Pop-Ikone Madonna bittet den Papst, nach Gaza zu reisen. Er sei der einzige, dem man die Einreise nicht verweigern könne. Der Appell wird auch im Vatikan gelesen – hat aber wohl keine Erfolgsaussichten.
Mit einem ungewöhnlichen Appell hat sich die US-amerikanische Sängerin Madonna (66) an ihren Generationsgenossen und Landsmann Papst Leo XIV. (69) gewandt. Am Geburtstag ihres Sohnes Rocco schrieb sie auf Sozialen Medien von ihren Gefühlen als Mutter angesichts der sterbenden Kinder im Gazastreifen. Sie bitte jeden, alles in seiner Macht Stehende zu tun, um die Kinder in diesem Krieg zu retten.
Angehängt war ein 15 Zeilen langer Appell an den Papst, in dem sie ihn respektvoll als “Most Holy Father” anredet. Darin schrieb sie: “Bitte reisen Sie nach Gaza und bringen Ihr Licht den Kindern dort, bevor es zu spät ist.” Und weiter: “Die humanitären Zugänge müssen weit geöffnet werden, bevor es zu spät ist.”

--- --- ---

**Arbeitsanweisungen**
(1) Stimmen die Aussagen (a), (b) und (c) mit dem Text über Madonnas Appell an den Papst überein? Antworte jeweils mit Ja oder Nein und zitiere die entscheidenden Worte des Textes wörtlich.
(a) Madonna schrieb am Geburtstag ihres Sohnes Rocco über ihre Gefühle als Mutter.
(b) Der Appell an den Papst war 20 Zeilen lang.
(c) Madonna redet den Papst in ihrem Appell als „Most Holy Father“ an.
(2) Filtere aus den Einträgen jede Zeile heraus, die das Wort "scarf" enthält, und schreibe diese Zeilen ab.

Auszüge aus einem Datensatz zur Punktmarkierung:
--- --- ---

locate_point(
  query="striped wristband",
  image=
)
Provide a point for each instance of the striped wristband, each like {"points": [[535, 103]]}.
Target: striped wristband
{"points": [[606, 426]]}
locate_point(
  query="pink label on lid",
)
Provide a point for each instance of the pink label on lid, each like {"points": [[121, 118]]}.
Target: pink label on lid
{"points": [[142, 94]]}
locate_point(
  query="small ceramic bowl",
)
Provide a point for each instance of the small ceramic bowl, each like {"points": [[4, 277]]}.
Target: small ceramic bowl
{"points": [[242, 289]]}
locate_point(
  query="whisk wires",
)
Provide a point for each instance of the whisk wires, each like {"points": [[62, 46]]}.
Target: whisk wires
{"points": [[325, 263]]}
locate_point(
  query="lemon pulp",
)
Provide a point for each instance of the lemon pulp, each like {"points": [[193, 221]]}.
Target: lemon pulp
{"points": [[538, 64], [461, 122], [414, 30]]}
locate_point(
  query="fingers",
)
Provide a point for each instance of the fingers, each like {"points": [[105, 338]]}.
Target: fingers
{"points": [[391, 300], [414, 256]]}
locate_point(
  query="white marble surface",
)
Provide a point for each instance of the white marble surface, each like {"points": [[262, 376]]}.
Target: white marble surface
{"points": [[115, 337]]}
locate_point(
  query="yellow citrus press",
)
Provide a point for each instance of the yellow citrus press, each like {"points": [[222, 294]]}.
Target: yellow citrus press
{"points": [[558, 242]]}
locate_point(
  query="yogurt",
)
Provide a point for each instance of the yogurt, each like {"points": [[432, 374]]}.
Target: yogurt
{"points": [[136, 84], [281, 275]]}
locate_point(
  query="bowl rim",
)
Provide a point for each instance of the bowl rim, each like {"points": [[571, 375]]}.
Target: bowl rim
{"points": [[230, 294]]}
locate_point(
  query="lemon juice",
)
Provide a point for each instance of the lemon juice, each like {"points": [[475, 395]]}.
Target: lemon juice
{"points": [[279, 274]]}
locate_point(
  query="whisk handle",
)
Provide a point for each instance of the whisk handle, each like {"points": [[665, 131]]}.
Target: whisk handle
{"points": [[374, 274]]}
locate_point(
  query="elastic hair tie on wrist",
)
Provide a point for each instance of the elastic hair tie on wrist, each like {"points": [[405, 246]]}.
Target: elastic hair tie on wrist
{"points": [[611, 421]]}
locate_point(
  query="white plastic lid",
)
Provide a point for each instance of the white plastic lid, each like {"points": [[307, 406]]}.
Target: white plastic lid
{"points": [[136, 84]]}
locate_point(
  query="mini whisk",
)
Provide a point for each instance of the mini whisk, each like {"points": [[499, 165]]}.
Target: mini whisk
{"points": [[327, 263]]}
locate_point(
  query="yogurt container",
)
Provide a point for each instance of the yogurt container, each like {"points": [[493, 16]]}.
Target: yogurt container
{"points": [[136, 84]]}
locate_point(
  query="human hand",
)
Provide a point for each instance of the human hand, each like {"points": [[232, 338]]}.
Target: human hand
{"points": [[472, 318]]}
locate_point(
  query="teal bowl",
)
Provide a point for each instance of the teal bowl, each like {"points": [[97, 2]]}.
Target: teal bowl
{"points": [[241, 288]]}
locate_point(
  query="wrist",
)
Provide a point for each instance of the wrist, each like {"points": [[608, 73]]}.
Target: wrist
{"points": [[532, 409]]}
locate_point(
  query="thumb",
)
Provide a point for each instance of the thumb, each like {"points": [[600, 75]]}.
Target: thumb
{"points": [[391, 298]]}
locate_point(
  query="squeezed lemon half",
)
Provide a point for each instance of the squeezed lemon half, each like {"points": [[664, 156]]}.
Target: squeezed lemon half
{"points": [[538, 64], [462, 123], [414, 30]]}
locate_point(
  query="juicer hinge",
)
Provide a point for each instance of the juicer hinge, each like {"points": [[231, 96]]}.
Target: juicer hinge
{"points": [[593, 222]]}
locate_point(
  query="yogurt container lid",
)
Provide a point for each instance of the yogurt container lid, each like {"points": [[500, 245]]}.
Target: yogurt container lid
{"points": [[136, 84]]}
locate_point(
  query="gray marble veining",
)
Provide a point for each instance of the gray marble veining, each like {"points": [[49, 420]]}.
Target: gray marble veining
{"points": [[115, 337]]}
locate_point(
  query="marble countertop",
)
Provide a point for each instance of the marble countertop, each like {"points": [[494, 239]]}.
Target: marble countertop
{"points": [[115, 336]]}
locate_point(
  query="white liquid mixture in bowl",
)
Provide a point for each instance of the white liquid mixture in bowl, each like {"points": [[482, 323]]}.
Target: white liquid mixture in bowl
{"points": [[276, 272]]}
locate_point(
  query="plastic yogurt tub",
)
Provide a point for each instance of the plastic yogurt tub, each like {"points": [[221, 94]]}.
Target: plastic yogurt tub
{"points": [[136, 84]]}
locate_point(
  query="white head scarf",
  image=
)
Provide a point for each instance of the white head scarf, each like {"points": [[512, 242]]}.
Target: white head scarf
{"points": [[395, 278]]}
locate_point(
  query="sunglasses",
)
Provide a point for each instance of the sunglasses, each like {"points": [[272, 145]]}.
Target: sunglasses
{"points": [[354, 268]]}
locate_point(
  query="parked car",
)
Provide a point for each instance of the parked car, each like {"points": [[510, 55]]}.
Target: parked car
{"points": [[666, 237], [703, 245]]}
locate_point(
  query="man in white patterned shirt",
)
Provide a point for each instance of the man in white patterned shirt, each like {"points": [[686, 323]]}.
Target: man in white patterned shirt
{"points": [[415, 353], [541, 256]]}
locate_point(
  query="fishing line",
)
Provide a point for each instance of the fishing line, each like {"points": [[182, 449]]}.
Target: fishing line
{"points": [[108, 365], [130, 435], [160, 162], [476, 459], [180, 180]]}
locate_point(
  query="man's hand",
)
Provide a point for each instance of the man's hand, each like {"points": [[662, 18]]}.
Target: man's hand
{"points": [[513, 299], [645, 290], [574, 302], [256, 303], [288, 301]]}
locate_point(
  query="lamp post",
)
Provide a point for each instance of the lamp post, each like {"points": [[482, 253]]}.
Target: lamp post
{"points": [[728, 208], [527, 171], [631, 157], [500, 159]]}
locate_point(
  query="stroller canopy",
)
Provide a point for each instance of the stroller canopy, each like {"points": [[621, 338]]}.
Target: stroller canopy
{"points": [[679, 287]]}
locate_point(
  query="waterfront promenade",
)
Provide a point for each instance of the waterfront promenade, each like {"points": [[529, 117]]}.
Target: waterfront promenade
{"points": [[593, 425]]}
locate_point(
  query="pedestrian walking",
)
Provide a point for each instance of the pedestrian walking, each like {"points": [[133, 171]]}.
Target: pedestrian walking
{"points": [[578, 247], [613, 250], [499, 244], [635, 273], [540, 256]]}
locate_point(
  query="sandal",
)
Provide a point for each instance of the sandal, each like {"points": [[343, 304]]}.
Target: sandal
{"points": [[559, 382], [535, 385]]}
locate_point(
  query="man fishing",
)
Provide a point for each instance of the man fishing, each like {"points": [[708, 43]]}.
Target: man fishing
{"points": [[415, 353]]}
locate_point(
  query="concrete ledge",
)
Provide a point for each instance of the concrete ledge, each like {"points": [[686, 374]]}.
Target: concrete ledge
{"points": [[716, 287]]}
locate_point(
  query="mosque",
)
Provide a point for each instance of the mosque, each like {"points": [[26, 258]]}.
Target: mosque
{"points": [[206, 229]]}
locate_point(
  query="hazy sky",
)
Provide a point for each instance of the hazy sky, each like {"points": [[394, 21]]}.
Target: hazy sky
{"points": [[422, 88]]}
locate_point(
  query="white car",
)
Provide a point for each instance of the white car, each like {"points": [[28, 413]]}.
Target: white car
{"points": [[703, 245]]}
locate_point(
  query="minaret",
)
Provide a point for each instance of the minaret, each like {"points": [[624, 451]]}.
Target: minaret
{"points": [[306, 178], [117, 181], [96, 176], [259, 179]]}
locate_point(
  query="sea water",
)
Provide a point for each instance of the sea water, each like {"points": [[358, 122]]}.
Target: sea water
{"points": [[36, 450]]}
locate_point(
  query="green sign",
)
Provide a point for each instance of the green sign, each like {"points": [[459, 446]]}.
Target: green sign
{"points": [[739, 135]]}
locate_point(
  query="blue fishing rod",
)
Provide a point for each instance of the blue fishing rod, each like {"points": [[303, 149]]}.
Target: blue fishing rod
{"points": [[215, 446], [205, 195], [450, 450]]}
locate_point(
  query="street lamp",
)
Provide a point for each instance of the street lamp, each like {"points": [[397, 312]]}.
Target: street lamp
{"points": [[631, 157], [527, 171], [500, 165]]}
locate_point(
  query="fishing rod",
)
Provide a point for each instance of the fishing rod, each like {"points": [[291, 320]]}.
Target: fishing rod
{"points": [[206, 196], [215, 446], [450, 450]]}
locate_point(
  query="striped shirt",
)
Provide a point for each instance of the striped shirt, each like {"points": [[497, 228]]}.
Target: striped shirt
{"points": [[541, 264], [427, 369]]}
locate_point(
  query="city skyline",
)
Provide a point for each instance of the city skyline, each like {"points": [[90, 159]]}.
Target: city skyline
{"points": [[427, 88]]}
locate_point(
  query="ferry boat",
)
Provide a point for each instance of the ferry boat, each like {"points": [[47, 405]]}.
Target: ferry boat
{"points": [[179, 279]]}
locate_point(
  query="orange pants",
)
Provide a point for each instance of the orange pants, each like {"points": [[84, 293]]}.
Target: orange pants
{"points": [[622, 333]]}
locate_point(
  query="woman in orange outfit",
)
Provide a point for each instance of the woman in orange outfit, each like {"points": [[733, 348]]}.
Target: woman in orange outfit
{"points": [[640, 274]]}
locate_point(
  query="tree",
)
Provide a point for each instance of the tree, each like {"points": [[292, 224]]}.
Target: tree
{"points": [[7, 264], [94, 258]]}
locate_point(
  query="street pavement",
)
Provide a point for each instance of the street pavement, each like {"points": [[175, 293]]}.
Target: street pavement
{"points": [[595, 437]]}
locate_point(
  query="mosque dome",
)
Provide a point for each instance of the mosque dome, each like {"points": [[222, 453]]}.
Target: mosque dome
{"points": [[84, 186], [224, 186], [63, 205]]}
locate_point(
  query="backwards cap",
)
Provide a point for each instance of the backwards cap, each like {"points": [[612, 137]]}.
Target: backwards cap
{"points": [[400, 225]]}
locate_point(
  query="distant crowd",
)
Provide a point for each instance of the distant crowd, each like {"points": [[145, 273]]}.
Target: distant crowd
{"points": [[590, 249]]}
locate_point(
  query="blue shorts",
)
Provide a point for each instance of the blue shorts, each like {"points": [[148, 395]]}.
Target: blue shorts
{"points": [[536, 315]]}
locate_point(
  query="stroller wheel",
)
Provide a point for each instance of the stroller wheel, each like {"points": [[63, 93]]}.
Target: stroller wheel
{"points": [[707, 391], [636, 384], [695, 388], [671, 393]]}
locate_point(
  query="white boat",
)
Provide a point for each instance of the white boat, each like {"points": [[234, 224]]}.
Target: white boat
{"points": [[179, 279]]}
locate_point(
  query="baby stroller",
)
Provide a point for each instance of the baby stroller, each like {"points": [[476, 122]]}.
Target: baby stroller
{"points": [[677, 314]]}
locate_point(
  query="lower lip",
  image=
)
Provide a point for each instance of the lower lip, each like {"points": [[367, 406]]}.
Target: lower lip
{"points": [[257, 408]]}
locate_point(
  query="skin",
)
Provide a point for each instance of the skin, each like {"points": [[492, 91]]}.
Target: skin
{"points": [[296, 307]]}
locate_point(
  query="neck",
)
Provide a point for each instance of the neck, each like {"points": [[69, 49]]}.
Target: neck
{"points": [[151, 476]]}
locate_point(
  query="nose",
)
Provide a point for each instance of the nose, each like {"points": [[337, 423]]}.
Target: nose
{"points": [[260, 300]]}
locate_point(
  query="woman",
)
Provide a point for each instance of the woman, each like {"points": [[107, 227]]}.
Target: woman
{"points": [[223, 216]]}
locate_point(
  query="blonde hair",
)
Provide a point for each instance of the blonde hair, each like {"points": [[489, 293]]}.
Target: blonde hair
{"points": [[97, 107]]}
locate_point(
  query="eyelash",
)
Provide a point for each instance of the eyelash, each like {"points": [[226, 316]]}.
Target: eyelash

--- --- ---

**Lösungen zur Übung**
(1)
(a) Ja: »Am Geburtstag ihres Sohnes Rocco schrieb sie auf Sozialen Medien von ihren Gefühlen als Mutter«
(b) Nein: »Angehängt war ein 15 Zeilen langer Appell an den Papst«
(c) Ja: »in dem sie ihn respektvoll als “Most Holy Father” anredet«

(2)
  query="white head scarf",
Provide a point for each instance of the white head scarf, each like {"points": [[512, 242]]}.
Target: white head scarf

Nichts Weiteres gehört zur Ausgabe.